» DOCUMENT EXCERPT:
┌────────

TNC: The general perception is that the fight against corruption has not been working – not just with the Buhari government but also with all the past governments as the incidence of corruption seems not to be abating, if not getting worse. Based on this, do you think it is the right time to re-think the whole fight against corruption including possibly doing away with the current contraptions – the EFCC and the ICPC set up to fight against them? If you share this position, what would be your recommendations on how the whole fight against corruption should be re-thought in the country?
Rafsanjani: Obviously, there are no commiserate result with the purported fight against corruption in Nigeria which points to the fact that government must desist from paying lip service to the fight against corruption and concentrate on enforcing and implementing necessary legal frameworks without any form of political interference. It is also highly important to keep citizens abreast of the situation of things by working closely with relevant civil society organisations to ensure transparency. The EFCC and ICPC have very important mandates, it is critical to support the organisations in the pursuit of their mandates. The campaign must be for government to truly allow these agencies full independence to prosecute without any form of interference. Nigerians feel that the agencies are not effective because they have been perceived to be selective in the fight against corruption.
TNC: How would you assess the performance of Abdulrasheed Bawa, the current chairman of the EFCC, including how he emerged to the position?
Rafsanjani: So far, the chairman of the commission has shown the desire and the drive. Recently he met with banks executives and gave them a strong anti-corruption message. Stemming from the fact that he grew through the ranks of the commission, this is commendable. We will like to call on him to ensure that he kicks against any form of political interference and continue his engagement with representatives of the CSOs, media and citizens.

└────────

» MATERIAL SUPPLIED:

┌────────

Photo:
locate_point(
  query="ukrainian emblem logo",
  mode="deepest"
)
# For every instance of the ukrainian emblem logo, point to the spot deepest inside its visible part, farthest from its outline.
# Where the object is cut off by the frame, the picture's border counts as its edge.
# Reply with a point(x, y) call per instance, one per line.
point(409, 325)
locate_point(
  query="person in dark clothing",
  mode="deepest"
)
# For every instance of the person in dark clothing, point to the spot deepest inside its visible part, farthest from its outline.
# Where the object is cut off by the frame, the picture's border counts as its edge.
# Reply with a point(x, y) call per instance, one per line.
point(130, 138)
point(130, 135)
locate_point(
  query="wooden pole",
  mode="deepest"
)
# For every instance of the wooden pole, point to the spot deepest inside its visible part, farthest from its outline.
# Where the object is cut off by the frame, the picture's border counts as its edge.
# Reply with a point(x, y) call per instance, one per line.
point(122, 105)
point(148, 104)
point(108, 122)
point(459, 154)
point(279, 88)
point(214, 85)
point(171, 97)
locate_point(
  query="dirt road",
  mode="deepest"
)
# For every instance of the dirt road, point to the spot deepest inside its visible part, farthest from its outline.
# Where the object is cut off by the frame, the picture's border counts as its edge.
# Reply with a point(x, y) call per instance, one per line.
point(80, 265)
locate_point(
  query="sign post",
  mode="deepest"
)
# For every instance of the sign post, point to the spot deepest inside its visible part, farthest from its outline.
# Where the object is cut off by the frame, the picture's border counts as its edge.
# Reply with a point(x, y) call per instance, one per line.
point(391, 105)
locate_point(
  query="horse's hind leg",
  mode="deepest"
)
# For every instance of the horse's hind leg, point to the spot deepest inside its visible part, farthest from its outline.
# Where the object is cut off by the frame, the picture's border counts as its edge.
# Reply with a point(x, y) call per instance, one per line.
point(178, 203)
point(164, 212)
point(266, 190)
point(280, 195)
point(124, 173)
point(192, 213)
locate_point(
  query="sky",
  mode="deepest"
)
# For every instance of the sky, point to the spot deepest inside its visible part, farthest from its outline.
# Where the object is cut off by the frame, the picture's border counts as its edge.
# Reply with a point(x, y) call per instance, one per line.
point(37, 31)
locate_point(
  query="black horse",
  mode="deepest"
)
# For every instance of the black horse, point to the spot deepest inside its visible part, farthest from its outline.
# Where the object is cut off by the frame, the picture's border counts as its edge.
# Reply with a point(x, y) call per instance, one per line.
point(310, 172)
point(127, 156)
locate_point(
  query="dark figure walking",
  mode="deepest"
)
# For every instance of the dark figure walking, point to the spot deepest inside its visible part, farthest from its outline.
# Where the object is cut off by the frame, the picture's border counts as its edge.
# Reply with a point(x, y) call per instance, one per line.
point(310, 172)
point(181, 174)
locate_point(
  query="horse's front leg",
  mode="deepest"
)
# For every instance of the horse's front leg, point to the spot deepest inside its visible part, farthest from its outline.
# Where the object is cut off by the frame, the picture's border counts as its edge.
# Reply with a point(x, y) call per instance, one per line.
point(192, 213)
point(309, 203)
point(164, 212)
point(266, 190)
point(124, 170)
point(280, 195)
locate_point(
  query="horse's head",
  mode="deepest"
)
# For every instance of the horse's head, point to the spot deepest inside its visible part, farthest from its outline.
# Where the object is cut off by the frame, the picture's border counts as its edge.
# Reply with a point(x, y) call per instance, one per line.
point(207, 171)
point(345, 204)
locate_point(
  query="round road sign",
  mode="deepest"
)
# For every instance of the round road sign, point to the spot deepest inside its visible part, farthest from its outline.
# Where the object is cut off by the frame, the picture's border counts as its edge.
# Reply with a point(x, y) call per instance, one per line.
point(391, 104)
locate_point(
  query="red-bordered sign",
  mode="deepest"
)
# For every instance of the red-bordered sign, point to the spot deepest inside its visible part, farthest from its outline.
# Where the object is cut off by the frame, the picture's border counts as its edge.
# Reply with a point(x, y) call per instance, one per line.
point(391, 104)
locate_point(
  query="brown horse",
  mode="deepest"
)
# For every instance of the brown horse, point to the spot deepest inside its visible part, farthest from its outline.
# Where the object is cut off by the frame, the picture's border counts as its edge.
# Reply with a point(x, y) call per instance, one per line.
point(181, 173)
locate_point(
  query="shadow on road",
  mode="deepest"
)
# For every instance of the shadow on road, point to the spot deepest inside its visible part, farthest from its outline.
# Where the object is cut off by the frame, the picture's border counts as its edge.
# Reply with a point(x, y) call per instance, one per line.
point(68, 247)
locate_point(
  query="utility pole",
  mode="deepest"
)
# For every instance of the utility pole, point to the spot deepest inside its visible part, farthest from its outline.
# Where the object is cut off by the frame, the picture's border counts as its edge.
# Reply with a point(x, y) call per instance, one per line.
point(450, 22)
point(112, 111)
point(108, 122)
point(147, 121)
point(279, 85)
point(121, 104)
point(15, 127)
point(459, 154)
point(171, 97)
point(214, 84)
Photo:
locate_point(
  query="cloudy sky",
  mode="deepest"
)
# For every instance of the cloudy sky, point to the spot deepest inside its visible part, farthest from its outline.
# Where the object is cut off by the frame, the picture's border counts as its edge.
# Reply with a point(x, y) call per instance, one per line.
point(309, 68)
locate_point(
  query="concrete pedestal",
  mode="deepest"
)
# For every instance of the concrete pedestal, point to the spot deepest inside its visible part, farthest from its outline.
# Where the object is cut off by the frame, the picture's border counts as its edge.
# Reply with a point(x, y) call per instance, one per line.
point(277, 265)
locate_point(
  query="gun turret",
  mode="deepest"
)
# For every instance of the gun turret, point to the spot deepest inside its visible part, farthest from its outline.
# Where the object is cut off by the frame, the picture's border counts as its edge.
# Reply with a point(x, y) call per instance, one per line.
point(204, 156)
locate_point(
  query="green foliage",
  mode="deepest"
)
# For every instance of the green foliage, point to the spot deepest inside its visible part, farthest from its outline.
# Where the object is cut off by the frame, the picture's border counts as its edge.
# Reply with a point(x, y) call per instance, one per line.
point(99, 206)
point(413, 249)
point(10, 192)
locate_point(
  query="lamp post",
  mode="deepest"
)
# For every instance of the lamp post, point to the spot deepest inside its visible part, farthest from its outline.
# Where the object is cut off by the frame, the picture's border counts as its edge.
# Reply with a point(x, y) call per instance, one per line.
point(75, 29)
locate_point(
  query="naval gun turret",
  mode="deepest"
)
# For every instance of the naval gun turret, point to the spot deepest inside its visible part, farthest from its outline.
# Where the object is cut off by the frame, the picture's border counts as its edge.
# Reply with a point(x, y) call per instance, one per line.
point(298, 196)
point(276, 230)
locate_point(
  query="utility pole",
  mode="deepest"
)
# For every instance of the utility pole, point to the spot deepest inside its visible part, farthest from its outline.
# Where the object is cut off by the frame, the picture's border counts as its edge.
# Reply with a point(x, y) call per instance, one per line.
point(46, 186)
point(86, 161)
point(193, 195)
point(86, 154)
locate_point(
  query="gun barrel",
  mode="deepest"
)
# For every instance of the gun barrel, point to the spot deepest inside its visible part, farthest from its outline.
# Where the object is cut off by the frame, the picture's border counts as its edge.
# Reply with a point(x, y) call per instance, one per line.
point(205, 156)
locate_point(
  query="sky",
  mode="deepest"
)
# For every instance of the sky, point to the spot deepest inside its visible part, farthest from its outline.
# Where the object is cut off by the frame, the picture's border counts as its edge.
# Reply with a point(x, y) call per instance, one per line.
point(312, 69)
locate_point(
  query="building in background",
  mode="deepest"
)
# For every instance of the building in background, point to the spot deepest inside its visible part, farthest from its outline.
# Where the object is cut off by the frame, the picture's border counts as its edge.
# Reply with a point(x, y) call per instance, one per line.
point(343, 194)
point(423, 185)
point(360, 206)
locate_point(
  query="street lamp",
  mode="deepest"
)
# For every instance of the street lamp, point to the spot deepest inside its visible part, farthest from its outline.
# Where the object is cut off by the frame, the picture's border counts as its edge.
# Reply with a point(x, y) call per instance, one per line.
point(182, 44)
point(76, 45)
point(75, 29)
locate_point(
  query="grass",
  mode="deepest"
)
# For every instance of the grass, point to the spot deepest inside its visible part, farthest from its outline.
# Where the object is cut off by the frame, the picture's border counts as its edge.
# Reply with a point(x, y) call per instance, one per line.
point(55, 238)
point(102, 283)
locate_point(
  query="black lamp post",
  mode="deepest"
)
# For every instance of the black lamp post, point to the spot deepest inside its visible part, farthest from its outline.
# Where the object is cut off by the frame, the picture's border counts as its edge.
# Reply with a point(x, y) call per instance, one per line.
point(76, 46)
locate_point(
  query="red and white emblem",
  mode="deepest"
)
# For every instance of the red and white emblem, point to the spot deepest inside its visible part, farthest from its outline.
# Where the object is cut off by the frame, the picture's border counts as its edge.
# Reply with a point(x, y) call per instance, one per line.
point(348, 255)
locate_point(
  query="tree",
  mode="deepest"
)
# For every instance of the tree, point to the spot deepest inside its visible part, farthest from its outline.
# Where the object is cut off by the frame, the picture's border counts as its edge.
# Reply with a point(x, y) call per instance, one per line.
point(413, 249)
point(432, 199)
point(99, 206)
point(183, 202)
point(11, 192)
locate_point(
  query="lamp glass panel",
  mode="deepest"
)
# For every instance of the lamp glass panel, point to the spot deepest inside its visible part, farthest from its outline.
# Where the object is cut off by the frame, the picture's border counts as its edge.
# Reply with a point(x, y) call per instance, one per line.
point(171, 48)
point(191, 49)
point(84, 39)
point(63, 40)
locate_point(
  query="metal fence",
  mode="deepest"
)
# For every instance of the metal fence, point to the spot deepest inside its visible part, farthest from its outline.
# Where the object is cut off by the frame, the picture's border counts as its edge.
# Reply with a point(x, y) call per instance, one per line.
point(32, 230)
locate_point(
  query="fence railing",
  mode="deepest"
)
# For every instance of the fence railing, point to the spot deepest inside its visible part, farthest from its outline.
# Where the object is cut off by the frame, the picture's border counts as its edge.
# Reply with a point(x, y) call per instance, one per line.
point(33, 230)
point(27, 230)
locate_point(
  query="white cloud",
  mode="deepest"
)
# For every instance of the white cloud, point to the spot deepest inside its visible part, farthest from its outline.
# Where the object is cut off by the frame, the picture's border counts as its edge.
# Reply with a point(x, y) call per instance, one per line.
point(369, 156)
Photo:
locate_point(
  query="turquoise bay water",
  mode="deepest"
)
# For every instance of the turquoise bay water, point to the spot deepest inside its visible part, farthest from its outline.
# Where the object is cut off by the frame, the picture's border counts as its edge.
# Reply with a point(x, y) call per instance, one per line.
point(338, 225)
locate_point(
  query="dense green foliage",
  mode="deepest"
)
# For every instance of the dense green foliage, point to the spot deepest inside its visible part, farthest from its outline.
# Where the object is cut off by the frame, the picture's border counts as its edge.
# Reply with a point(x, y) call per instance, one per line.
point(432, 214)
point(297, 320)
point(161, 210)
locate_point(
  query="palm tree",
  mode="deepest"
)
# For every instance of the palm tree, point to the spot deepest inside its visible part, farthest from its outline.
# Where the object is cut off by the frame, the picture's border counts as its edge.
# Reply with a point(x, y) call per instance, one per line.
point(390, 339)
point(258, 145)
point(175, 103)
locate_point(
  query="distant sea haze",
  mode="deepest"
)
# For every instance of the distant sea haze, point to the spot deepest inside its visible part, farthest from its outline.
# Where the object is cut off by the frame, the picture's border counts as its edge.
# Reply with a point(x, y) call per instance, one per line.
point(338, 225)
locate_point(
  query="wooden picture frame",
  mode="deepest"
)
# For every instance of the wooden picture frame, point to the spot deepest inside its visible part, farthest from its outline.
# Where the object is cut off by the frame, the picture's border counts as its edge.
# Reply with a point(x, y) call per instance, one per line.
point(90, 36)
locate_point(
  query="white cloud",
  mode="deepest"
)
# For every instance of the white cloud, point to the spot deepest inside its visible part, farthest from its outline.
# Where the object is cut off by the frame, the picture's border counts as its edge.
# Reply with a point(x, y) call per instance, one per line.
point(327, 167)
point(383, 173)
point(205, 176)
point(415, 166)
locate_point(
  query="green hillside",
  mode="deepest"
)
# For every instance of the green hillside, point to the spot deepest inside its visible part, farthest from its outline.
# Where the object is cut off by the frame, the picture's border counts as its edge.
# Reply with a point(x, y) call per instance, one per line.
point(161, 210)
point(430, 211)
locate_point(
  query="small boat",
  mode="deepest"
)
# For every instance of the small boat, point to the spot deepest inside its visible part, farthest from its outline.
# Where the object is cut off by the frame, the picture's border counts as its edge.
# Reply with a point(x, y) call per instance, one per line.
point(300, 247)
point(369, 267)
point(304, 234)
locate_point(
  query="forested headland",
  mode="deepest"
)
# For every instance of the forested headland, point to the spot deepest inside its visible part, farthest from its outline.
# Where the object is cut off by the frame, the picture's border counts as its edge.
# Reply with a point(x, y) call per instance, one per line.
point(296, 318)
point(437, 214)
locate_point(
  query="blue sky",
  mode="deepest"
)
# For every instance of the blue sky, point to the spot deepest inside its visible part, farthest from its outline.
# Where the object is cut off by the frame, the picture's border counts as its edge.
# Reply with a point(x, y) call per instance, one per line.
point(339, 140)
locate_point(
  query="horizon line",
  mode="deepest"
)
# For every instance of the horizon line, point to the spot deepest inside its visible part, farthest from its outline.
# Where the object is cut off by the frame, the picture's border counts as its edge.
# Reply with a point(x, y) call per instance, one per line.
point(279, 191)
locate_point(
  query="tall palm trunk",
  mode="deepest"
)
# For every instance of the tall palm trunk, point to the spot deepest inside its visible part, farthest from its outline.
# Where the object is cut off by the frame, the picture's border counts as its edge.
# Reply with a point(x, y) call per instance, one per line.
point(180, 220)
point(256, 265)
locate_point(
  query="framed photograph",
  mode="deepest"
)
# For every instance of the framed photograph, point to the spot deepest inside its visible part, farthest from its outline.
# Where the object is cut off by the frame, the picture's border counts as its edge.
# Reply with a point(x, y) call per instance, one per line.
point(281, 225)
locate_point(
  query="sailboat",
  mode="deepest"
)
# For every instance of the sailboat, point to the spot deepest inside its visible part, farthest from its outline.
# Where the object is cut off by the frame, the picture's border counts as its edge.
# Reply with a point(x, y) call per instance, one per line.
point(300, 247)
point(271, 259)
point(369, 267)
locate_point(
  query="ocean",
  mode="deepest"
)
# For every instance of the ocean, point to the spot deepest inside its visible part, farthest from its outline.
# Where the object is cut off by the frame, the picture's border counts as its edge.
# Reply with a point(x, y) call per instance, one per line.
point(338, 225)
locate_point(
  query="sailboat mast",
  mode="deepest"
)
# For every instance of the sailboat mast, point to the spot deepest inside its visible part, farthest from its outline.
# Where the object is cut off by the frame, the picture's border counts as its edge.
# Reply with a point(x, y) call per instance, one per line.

└────────

» WHAT YOU SHOULD DO:
In the interview on Nigeria's anti-corruption fight, turn the paragraph starting "So far, the chairman of the commission" into a short bulleted list that keeps its main facts.

» EXERCISE RESPONSE:
- So far, the commission's chairman has shown desire and drive.
- He recently met bank executives and gave them a strong anti-corruption message.
- This is commendable, given that he rose through the commission's ranks.
- He is urged to resist any political interference and keep engaging with representatives of CSOs, the media and citizens.